▼

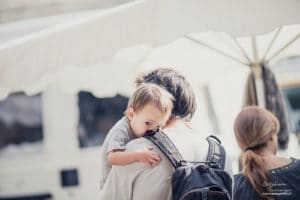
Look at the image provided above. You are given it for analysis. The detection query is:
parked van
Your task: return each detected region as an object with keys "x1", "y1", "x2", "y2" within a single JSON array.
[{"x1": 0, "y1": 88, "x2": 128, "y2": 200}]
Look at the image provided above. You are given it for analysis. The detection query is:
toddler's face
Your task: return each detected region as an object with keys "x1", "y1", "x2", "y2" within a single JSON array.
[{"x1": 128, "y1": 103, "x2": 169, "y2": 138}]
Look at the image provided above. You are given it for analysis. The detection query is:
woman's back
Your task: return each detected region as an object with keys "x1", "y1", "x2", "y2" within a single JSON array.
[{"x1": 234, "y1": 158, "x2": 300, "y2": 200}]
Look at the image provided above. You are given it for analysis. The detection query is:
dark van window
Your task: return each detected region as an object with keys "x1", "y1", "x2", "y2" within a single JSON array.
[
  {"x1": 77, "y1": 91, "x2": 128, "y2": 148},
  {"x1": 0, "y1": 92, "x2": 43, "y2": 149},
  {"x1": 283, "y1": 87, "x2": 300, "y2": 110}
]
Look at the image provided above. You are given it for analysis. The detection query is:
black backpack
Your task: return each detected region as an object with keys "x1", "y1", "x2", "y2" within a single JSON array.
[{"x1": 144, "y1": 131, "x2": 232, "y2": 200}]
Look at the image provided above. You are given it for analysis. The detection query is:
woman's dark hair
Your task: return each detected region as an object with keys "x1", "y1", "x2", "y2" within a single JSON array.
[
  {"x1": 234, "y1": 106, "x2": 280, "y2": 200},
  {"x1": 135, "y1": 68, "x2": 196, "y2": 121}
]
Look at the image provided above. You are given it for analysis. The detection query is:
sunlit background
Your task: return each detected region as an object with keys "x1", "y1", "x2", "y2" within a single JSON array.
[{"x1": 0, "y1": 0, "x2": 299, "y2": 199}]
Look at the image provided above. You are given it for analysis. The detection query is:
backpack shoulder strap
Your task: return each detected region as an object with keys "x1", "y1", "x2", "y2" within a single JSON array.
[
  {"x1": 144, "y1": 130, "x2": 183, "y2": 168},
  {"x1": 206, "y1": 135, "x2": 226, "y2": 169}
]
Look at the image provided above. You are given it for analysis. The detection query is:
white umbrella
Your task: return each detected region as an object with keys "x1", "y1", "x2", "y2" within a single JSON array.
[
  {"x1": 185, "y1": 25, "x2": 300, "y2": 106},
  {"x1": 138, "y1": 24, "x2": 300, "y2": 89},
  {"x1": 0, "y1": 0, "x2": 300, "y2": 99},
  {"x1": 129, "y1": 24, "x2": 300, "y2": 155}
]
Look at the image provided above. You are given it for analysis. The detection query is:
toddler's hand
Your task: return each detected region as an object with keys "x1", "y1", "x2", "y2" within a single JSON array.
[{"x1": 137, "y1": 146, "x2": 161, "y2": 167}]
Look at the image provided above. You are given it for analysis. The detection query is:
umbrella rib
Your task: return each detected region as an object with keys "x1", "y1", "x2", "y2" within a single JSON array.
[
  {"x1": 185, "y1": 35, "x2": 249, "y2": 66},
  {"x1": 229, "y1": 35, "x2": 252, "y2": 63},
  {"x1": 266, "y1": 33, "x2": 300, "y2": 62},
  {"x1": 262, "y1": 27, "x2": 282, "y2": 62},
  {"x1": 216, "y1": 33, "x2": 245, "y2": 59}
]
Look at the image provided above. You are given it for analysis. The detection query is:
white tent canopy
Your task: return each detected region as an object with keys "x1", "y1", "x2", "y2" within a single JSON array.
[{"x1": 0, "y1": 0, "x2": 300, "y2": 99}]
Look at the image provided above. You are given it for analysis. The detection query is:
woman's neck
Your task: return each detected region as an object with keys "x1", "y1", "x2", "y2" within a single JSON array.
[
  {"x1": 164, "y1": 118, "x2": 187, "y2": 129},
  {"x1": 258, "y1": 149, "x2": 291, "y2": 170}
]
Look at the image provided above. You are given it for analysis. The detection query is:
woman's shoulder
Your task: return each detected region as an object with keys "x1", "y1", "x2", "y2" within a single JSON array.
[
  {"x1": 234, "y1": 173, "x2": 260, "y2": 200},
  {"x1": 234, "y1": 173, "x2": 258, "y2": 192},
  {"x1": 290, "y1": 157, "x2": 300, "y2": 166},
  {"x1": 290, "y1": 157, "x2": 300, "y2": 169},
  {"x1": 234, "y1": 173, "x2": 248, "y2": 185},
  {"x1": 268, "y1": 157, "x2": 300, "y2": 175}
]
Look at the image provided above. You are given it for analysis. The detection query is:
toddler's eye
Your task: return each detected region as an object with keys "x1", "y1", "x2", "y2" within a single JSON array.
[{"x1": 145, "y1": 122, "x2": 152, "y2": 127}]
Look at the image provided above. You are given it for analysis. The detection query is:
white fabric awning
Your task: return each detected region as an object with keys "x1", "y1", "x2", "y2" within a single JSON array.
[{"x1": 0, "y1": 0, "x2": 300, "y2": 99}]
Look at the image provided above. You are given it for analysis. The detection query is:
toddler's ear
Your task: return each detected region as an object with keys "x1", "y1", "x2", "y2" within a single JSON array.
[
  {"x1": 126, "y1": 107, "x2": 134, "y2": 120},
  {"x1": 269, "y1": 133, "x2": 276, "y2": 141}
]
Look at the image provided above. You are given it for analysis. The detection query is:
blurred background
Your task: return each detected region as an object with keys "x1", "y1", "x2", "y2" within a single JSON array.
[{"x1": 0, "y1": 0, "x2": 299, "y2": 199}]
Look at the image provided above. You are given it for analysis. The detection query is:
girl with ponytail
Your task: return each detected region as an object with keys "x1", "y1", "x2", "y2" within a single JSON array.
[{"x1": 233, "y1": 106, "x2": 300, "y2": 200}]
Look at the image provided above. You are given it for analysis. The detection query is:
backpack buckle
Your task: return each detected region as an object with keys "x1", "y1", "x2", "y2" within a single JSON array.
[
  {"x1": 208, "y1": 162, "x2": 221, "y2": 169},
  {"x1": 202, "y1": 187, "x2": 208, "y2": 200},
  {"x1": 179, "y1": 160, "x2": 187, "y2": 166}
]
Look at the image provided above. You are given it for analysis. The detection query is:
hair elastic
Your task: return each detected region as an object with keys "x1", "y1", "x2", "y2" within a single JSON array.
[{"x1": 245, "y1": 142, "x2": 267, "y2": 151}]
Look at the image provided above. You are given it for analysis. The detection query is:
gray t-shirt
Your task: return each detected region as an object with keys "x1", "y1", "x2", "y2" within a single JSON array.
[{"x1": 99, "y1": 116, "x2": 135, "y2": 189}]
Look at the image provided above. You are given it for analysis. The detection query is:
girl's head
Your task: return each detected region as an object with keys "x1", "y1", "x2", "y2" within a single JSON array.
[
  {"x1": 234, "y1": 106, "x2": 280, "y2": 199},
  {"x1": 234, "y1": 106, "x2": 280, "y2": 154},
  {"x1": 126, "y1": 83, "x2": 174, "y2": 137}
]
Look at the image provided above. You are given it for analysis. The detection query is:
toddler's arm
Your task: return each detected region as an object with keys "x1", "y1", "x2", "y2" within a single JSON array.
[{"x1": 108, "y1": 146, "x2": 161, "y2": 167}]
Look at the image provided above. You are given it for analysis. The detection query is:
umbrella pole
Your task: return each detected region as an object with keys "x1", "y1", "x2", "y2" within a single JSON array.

▲
▼

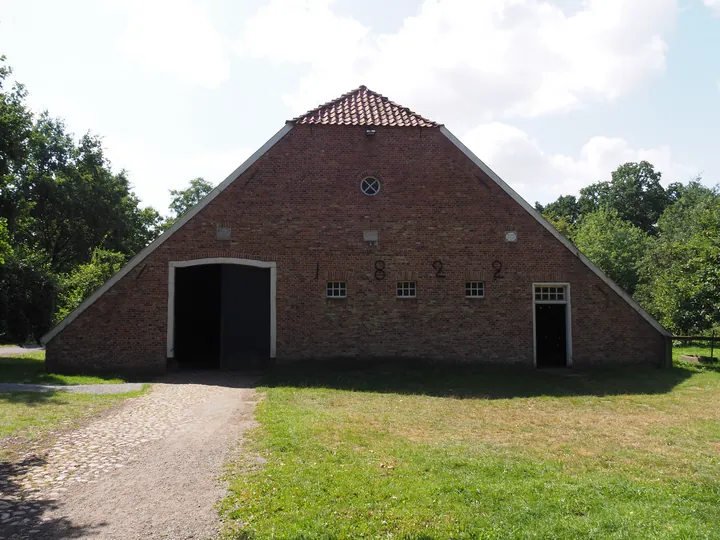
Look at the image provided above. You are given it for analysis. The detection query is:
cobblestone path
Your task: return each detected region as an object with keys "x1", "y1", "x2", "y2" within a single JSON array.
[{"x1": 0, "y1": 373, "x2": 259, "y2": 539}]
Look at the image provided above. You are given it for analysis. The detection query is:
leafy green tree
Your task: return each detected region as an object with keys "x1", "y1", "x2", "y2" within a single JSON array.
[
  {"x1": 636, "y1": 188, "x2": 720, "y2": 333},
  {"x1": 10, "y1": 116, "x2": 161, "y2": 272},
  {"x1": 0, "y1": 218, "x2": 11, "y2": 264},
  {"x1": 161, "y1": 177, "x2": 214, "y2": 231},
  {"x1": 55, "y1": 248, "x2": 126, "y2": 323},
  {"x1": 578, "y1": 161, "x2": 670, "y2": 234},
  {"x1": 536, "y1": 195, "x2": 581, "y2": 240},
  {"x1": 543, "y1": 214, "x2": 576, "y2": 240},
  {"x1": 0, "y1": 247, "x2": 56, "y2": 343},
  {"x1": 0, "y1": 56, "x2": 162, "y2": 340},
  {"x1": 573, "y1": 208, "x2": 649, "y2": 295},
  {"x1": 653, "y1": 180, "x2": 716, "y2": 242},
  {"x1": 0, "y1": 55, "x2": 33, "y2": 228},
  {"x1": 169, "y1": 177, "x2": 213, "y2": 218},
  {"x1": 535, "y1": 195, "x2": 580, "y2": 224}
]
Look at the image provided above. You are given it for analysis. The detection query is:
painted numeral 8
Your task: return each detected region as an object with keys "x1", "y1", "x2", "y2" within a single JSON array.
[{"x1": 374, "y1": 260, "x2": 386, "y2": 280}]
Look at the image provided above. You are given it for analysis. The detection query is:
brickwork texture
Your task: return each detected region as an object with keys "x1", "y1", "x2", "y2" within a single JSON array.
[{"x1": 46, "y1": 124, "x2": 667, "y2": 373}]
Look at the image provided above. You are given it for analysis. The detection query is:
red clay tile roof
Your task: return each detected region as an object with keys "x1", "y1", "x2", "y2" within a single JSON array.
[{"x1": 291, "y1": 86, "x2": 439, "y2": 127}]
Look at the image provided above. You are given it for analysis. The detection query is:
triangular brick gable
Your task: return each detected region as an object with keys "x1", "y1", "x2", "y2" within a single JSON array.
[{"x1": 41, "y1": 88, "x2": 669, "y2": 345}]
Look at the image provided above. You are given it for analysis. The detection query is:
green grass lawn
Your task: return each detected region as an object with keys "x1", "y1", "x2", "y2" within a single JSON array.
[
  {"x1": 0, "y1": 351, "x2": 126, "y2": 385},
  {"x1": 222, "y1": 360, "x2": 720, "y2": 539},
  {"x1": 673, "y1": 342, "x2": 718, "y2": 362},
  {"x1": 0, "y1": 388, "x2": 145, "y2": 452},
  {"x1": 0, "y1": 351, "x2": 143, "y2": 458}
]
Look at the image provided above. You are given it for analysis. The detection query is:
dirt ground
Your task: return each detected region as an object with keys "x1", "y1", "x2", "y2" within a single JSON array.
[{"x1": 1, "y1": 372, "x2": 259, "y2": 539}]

▲
▼

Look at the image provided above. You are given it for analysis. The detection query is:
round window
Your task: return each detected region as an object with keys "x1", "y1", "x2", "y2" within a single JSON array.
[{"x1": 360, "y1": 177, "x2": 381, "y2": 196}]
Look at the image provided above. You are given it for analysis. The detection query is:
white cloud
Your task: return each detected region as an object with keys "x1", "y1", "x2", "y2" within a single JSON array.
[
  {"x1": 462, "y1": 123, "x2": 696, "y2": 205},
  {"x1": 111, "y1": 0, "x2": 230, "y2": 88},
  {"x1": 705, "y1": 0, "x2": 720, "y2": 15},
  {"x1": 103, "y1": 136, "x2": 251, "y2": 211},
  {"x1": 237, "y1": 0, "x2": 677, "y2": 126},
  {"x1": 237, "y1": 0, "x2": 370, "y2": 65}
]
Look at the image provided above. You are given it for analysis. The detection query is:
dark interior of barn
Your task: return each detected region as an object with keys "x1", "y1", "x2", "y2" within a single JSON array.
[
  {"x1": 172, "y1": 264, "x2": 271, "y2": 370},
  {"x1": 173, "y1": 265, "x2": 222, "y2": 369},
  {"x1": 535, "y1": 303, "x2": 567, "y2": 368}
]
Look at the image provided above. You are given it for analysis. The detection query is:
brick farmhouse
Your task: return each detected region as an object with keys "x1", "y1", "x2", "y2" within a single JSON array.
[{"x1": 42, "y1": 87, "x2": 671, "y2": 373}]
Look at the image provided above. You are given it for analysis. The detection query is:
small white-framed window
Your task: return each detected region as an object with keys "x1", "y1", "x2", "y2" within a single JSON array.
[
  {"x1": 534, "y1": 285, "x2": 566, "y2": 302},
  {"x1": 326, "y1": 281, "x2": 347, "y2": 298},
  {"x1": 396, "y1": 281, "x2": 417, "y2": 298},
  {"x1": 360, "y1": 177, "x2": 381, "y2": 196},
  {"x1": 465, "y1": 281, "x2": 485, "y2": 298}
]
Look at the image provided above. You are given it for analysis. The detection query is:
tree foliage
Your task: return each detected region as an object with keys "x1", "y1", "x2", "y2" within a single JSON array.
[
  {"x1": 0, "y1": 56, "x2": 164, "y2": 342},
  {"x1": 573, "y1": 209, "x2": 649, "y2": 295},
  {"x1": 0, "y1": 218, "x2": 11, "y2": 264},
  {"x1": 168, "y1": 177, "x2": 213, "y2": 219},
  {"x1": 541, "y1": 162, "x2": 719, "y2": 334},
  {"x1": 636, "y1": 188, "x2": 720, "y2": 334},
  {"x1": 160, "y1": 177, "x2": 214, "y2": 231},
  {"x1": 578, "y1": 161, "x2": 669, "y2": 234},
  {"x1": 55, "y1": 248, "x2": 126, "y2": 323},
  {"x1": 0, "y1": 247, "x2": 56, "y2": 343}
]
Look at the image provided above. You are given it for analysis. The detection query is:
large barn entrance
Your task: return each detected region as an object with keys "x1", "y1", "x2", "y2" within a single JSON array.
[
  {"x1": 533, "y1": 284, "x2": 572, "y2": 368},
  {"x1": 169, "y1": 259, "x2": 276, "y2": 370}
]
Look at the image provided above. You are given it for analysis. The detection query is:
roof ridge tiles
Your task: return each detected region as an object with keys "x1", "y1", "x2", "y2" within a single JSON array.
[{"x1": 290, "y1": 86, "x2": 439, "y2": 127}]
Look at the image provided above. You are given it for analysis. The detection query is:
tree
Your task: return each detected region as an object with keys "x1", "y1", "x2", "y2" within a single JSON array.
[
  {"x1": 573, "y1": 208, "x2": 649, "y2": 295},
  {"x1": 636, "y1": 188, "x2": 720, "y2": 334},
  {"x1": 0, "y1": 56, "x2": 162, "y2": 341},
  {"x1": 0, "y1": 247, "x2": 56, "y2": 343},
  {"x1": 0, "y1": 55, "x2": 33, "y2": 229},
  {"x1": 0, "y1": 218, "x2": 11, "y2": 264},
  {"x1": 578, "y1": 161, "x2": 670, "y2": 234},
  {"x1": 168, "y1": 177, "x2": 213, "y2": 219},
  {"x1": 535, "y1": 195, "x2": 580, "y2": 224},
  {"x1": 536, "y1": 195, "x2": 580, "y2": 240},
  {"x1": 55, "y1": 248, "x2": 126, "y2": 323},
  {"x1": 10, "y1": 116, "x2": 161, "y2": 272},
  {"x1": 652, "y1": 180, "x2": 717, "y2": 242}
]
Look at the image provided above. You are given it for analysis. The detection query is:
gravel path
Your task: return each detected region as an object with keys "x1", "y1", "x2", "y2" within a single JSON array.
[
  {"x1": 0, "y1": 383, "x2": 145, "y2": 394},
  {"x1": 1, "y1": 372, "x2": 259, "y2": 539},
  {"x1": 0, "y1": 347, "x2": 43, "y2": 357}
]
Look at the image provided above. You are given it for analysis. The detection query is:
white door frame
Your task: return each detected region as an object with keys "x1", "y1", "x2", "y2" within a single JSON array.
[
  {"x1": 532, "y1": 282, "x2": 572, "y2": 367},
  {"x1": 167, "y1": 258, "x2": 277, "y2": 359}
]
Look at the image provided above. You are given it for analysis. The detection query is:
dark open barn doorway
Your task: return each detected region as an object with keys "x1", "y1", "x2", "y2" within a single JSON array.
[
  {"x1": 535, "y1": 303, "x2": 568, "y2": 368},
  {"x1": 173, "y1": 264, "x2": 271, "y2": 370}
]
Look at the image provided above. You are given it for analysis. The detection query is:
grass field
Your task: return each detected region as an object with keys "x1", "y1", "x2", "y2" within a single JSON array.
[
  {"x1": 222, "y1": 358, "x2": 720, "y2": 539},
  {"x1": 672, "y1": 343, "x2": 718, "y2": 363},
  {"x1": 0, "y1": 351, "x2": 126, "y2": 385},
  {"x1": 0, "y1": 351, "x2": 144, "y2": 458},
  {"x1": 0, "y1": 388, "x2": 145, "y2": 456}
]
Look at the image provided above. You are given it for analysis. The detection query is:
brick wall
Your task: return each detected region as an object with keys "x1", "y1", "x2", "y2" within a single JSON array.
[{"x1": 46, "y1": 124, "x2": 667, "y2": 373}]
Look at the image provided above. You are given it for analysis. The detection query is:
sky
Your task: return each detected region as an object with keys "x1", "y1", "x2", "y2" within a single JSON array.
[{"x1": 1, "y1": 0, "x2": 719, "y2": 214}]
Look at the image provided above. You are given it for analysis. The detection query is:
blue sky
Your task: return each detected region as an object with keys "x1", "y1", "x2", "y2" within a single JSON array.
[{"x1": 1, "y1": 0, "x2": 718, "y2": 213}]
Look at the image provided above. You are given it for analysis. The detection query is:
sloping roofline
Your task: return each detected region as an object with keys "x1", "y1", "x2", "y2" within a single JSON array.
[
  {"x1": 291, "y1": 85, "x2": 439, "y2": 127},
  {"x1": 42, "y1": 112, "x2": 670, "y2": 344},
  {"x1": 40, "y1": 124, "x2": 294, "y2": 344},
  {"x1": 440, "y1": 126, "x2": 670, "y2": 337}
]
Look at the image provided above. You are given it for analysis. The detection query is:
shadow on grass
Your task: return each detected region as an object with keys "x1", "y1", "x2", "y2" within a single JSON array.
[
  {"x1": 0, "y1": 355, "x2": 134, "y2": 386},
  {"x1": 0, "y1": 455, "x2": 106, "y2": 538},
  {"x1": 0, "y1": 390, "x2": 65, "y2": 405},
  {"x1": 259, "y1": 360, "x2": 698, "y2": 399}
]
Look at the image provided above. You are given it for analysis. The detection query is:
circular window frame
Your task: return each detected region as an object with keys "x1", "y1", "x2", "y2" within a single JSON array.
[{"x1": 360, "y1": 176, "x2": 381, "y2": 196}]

▲

From the material above, gather all lines that include the string "background" and copy them.

sunlit background
blurred background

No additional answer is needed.